--- Data listing Enclosed Below ---

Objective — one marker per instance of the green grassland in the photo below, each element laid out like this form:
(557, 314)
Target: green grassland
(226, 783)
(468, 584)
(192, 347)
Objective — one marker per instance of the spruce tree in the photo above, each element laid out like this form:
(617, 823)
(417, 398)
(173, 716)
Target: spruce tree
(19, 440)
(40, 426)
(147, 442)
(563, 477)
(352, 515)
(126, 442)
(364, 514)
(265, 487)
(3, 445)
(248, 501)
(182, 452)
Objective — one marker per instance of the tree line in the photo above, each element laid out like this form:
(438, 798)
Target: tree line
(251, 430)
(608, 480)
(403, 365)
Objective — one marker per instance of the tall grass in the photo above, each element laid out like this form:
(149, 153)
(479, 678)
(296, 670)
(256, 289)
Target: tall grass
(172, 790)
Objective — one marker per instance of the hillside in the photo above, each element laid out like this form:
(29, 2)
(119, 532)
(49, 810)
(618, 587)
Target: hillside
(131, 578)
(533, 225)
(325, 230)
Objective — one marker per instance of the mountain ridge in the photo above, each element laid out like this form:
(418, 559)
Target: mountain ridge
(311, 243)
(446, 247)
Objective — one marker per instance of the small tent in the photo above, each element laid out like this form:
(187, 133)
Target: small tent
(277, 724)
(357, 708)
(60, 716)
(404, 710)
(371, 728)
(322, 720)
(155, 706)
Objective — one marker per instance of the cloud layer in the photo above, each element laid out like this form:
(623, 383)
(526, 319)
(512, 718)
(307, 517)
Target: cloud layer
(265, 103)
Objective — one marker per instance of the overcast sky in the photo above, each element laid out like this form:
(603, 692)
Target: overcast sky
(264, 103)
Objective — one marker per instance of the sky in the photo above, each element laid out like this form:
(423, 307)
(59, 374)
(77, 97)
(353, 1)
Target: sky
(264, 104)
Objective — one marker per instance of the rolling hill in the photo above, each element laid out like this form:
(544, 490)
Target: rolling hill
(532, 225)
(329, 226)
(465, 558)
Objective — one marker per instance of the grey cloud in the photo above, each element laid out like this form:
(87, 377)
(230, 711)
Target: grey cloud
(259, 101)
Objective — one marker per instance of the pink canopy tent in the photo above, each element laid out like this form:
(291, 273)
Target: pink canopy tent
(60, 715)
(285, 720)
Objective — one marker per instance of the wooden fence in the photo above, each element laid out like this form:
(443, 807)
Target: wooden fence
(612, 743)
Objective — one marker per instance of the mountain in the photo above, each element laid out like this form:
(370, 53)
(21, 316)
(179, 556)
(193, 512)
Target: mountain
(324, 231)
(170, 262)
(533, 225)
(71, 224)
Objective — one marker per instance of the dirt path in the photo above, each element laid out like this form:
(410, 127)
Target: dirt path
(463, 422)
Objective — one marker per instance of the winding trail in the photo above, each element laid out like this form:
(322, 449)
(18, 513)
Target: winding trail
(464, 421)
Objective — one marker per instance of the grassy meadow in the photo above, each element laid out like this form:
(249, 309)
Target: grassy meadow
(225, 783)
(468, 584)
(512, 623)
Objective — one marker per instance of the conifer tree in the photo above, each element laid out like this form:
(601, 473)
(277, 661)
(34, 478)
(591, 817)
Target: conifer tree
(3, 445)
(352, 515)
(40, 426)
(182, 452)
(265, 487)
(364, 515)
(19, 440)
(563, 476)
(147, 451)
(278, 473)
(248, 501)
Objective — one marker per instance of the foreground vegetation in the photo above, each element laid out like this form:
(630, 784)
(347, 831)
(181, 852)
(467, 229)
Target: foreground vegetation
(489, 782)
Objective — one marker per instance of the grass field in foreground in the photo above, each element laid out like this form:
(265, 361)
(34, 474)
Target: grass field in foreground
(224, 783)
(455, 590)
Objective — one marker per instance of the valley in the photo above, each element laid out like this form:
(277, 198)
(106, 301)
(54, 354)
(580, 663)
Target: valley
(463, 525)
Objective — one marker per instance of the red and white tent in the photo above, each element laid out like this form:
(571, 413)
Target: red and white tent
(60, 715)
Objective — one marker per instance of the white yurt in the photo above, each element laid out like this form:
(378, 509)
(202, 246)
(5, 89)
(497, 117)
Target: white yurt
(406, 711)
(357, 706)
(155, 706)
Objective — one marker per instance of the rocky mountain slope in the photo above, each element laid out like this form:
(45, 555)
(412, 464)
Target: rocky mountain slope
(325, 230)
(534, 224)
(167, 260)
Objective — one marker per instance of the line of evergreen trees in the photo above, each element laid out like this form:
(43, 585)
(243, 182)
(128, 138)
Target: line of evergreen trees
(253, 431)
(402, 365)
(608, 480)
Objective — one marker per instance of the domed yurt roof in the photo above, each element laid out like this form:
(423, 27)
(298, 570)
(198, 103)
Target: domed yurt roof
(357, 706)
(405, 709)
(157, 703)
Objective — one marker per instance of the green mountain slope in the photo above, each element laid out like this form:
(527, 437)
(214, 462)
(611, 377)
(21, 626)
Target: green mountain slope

--- End of Enclosed Data listing ---

◆ **Task to complete**: All entries above are to be copied exactly, with none left out.

◆ **Result of the exercise**:
Objective — one marker per instance of the green grassland in the photo below, each element laid out like this form:
(557, 314)
Target: green grassland
(226, 783)
(468, 584)
(192, 347)
Objective — one marker per instance of the spruce tree in the photo above, each element laid out like this form:
(617, 823)
(417, 398)
(173, 716)
Target: spruce tree
(19, 440)
(40, 426)
(147, 442)
(563, 477)
(352, 515)
(126, 442)
(364, 514)
(265, 487)
(3, 445)
(248, 501)
(182, 452)
Objective — one marker per instance of the tree line in the photo above, each element laid out like this form:
(438, 798)
Target: tree line
(251, 430)
(608, 480)
(403, 365)
Objective — one marker per instance of the tall grass in the photo above, each element laid out like this form:
(149, 153)
(479, 678)
(296, 670)
(256, 289)
Target: tall grass
(172, 790)
Objective — one marker per instance of the hillside in the photo above, each element laid out like this form:
(29, 2)
(119, 532)
(49, 810)
(618, 587)
Target: hillside
(131, 578)
(533, 225)
(325, 230)
Objective — one marker per instance of the mountain ridge in the photo above, each element laid out like this form:
(418, 559)
Target: mountain ridge
(311, 243)
(446, 247)
Objective — one marker per instance of the small tent in the photo above, each element laid out like this form:
(187, 133)
Target: small tent
(277, 724)
(357, 708)
(60, 716)
(404, 710)
(371, 728)
(322, 720)
(155, 706)
Objective — one marker per instance of the cloud layer in the photo above, each element laid out like this form:
(623, 383)
(526, 319)
(512, 718)
(307, 517)
Target: cloud layer
(265, 103)
Objective — one marker per instance of the overcast sky in the photo above, each element laid out like this form:
(603, 692)
Target: overcast sky
(264, 103)
Objective — one marker per instance of the sky in the photo above, each element laid out like this form:
(423, 307)
(59, 374)
(77, 97)
(353, 1)
Target: sky
(264, 104)
Objective — one marker per instance of the rolling hill in the photo above, each element laid out like this form:
(544, 490)
Target: rolling hill
(532, 225)
(329, 226)
(465, 558)
Objective — one marker per instance of the grey cloud in the photo above, each element laid out like this form:
(87, 377)
(230, 711)
Target: grey cloud
(259, 101)
Objective — one marker per instance of the pink canopy tent in the photo above, each element laid out like this form:
(291, 273)
Target: pink canopy tent
(60, 715)
(285, 720)
Objective — one marker per instance of the wooden fence in the photo above, each element laid out like this form:
(443, 807)
Target: wooden fence
(612, 743)
Objective — one marker per instance of the mountain in the photo above, each element laid out like this form:
(370, 53)
(21, 316)
(179, 556)
(193, 512)
Target: mountain
(324, 231)
(170, 262)
(533, 225)
(71, 224)
Objective — one marker per instance of the dirt path in the photo above, each element laid out like this form:
(410, 127)
Target: dirt path
(463, 422)
Objective — one marker per instance of the winding trail in the photo above, each element laid out like this form:
(322, 449)
(18, 513)
Target: winding trail
(464, 421)
Objective — one marker per instance of the grassy meadow in the photo above, each element laid out like this form:
(249, 309)
Target: grassy meadow
(225, 783)
(468, 584)
(512, 623)
Objective — one marker per instance of the conifer tree in the photo above, each element laid out like this form:
(601, 473)
(277, 661)
(34, 478)
(591, 817)
Target: conifer tree
(3, 445)
(352, 515)
(40, 426)
(182, 452)
(265, 487)
(364, 515)
(19, 440)
(563, 476)
(147, 451)
(278, 473)
(248, 501)
Objective — one marker per instance of the foreground vegetation in the photo above, each element laid out like this form:
(630, 784)
(347, 831)
(181, 852)
(467, 229)
Target: foreground vegetation
(489, 782)
Objective — one marker per instance of the grass field in foreground in the photo above, each element laid out like this form:
(265, 361)
(34, 474)
Target: grass field in foreground
(224, 783)
(455, 590)
Objective — one marker per instance of the valley in the photo above, each element laid out like this form:
(277, 198)
(106, 301)
(54, 354)
(580, 663)
Target: valley
(463, 525)
Objective — one marker per instance of the red and white tent in the photo above, each element laid out like this form:
(571, 413)
Target: red and white tent
(60, 715)
Objective — one marker per instance of the white yurt in the photo above, each element laid out like this form:
(378, 509)
(202, 246)
(5, 89)
(497, 117)
Target: white yurt
(406, 711)
(357, 706)
(155, 706)
Objective — one marker per instance of the rocky mountain slope in the photo above, each element laid out like this form:
(45, 555)
(412, 464)
Target: rocky mountain slope
(325, 230)
(534, 224)
(167, 260)
Objective — one marker per instance of the line of evergreen trees in the photo above, each element laid out like this form:
(43, 585)
(243, 182)
(128, 138)
Target: line of evergreen trees
(253, 431)
(402, 365)
(608, 480)
Objective — one marker per instance of the domed yurt roof in the photo above, each element laid out like this form:
(423, 27)
(298, 570)
(198, 103)
Target: domed yurt roof
(357, 706)
(405, 709)
(157, 703)
Objective — one marker per instance of the green mountain slope in the photo above, each element laid out like this form:
(527, 437)
(214, 462)
(611, 377)
(21, 626)
Target: green mountain slope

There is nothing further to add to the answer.